What needs to be done:
Copy each of the entries below word for word, leaving out the pictures.

________________________

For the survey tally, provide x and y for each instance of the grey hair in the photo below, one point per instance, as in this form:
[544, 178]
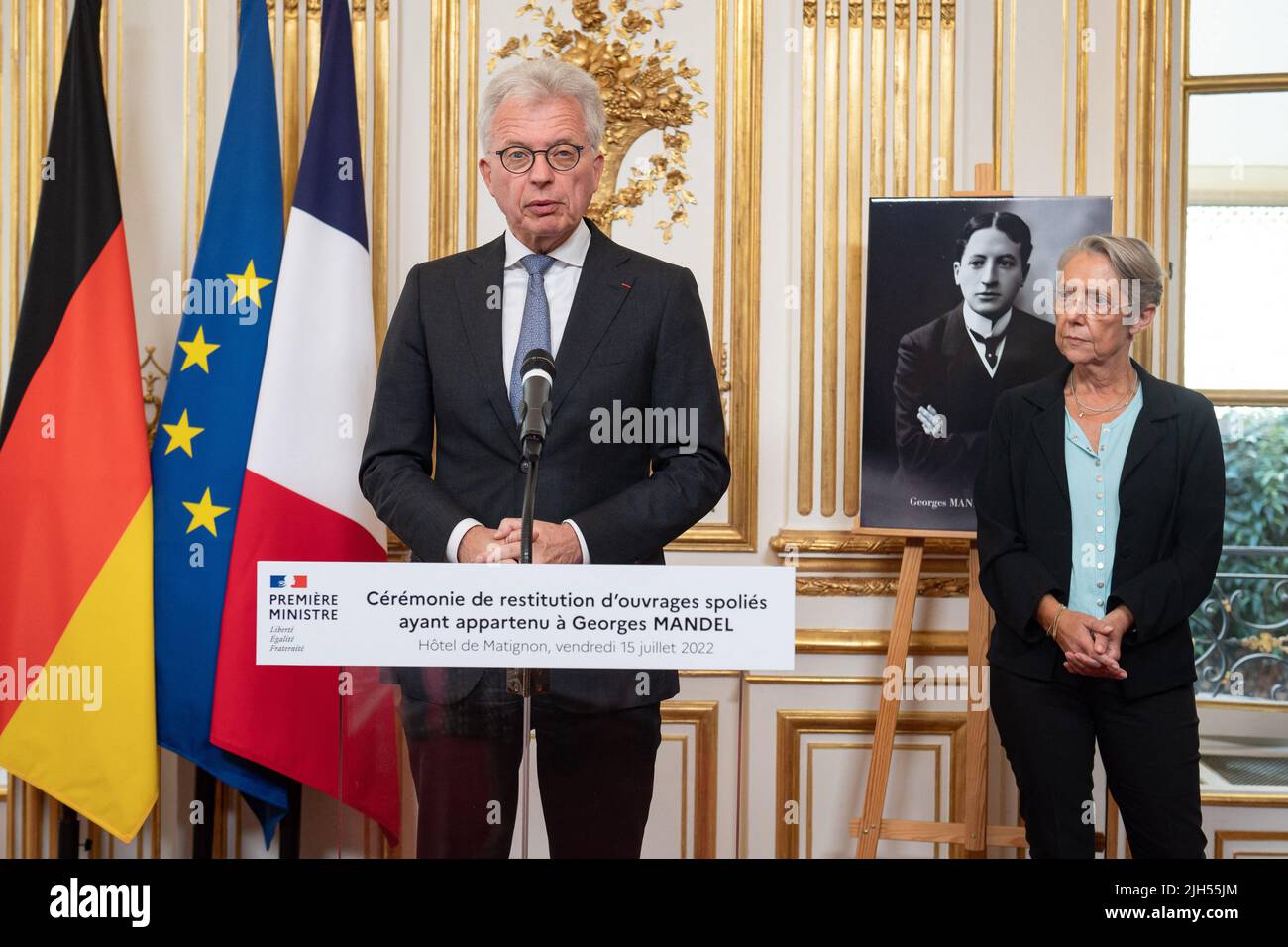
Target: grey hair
[1132, 262]
[540, 80]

________________________

Expected output:
For the survey tally, provide x and y for each instance of the grey hair in the photo below, one point per instance, as in this form:
[544, 178]
Target: grey hair
[1132, 262]
[540, 80]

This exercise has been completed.